Problem description: The answer should consist of each line from the data below that includes "chair".

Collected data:
-.-.-

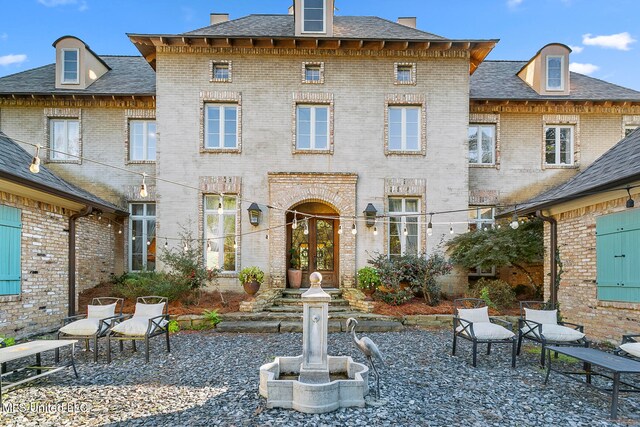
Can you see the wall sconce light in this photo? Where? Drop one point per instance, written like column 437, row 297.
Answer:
column 370, row 215
column 254, row 213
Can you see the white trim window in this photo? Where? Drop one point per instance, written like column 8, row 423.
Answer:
column 312, row 127
column 142, row 235
column 404, row 128
column 142, row 140
column 482, row 144
column 313, row 16
column 555, row 72
column 70, row 66
column 64, row 139
column 220, row 232
column 558, row 145
column 221, row 126
column 404, row 228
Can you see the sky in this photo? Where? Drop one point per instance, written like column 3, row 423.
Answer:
column 602, row 34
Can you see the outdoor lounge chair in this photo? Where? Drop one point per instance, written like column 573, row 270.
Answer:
column 149, row 320
column 539, row 323
column 630, row 347
column 471, row 321
column 102, row 313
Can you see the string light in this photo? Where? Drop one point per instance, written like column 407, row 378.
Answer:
column 35, row 163
column 143, row 186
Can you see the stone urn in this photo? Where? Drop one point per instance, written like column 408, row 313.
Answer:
column 295, row 278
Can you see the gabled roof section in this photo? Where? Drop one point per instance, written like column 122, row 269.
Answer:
column 128, row 75
column 498, row 80
column 14, row 167
column 617, row 167
column 278, row 31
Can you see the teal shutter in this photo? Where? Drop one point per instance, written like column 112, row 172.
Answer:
column 10, row 232
column 618, row 256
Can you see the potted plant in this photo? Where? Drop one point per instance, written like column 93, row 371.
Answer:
column 251, row 279
column 294, row 274
column 368, row 280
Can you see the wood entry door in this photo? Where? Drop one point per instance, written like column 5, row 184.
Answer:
column 317, row 250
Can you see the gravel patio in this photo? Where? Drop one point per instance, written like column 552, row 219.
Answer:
column 211, row 379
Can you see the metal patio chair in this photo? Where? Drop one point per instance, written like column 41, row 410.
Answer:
column 539, row 323
column 471, row 321
column 149, row 320
column 102, row 313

-.-.-

Answer section:
Can you see the outdoor lounge chair in this photo? Where? Drop one point per instance, written like column 573, row 270.
Can you see the metal patio chair in this photo? Where? Drop one point per instance, written like column 41, row 410.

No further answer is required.